▶ **GIVEN PROBLEM**:
Rewrite the listing below, changing every "Would you be able to" to "Could you" and leaving everything else the same.

▶ **EXERCISE INPUTS**:
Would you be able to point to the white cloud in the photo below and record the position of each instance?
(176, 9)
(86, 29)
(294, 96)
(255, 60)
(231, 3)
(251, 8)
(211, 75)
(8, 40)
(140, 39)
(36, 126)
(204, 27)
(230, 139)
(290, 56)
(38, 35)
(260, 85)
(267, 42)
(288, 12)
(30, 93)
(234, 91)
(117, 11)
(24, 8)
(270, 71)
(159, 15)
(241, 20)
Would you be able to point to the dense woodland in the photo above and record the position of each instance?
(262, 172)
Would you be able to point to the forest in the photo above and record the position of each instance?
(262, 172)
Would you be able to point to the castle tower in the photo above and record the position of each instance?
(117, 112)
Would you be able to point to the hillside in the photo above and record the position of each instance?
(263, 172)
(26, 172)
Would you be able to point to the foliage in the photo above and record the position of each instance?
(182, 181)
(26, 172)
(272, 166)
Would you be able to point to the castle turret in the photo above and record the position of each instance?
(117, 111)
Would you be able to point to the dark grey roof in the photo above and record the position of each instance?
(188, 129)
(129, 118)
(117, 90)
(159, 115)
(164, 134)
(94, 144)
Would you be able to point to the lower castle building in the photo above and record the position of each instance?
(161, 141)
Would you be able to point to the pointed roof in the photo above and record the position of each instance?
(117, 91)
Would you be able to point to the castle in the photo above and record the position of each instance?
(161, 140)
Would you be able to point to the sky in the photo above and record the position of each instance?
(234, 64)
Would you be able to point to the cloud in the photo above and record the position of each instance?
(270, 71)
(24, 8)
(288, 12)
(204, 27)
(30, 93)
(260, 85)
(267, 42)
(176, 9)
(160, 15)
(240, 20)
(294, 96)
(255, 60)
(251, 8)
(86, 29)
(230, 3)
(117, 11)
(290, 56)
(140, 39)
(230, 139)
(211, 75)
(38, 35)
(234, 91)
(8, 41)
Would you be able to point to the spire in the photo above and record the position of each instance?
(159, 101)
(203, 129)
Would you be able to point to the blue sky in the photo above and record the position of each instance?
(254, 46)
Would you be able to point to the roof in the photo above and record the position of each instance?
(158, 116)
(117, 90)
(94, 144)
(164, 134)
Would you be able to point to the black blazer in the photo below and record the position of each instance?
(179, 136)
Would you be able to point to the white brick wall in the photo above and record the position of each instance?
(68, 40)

▶ **CORRECT ANSWER**:
Could you point to the white cloud in the photo below and record the position of each instance?
(176, 9)
(86, 29)
(294, 96)
(255, 60)
(231, 3)
(251, 8)
(211, 75)
(8, 40)
(140, 39)
(36, 126)
(204, 27)
(230, 139)
(290, 56)
(38, 35)
(260, 85)
(267, 42)
(288, 12)
(30, 93)
(234, 91)
(117, 11)
(24, 8)
(270, 71)
(159, 15)
(241, 20)
Could you point to the dense woodland in the photo above and record the position of each instance?
(262, 172)
Could you point to the forest in the photo above and record the position of each instance?
(262, 172)
Could you point to the castle tower in the photo above and record the position of each instance?
(117, 112)
Could you point to the hillside in the photo above and record the position of each instance?
(263, 172)
(26, 172)
Could you point to the foliage in the photo above and record the position of each instance?
(182, 181)
(26, 172)
(272, 166)
Could you point to the castle turret in the photo above and record the position of each instance?
(117, 111)
Could you point to the dark grey roof in the photo above and record the position of each instance?
(188, 129)
(129, 118)
(117, 90)
(159, 115)
(164, 134)
(94, 144)
Could you point to the lower castle building in the photo above and record the position of each instance?
(161, 141)
Could you point to the pointed roof in the photo above and record the position of each instance?
(117, 91)
Could you point to the castle in the photo above and record the position of each instance?
(161, 140)
Could you point to the sky in the photo above and record the position of each instance?
(234, 64)
Could you point to the cloud in the photo above and record the position of each instance?
(270, 71)
(24, 8)
(288, 12)
(204, 27)
(30, 93)
(260, 85)
(267, 42)
(176, 9)
(160, 15)
(240, 20)
(294, 96)
(255, 60)
(251, 8)
(86, 29)
(230, 3)
(117, 11)
(290, 56)
(140, 39)
(230, 139)
(211, 75)
(38, 35)
(234, 91)
(8, 41)
Could you point to the spire in the photo above and record the position of each instance?
(159, 101)
(203, 129)
Could you point to the blue sky in the photo above and record the position of each instance?
(254, 46)
Could you point to the roof in the photo above and record the position of each instance?
(158, 116)
(117, 90)
(94, 144)
(164, 134)
Could you point to the black blazer in the photo below and record the position of each instance?
(179, 136)
Could you point to the white brick wall in the photo above and record the position of each instance?
(68, 40)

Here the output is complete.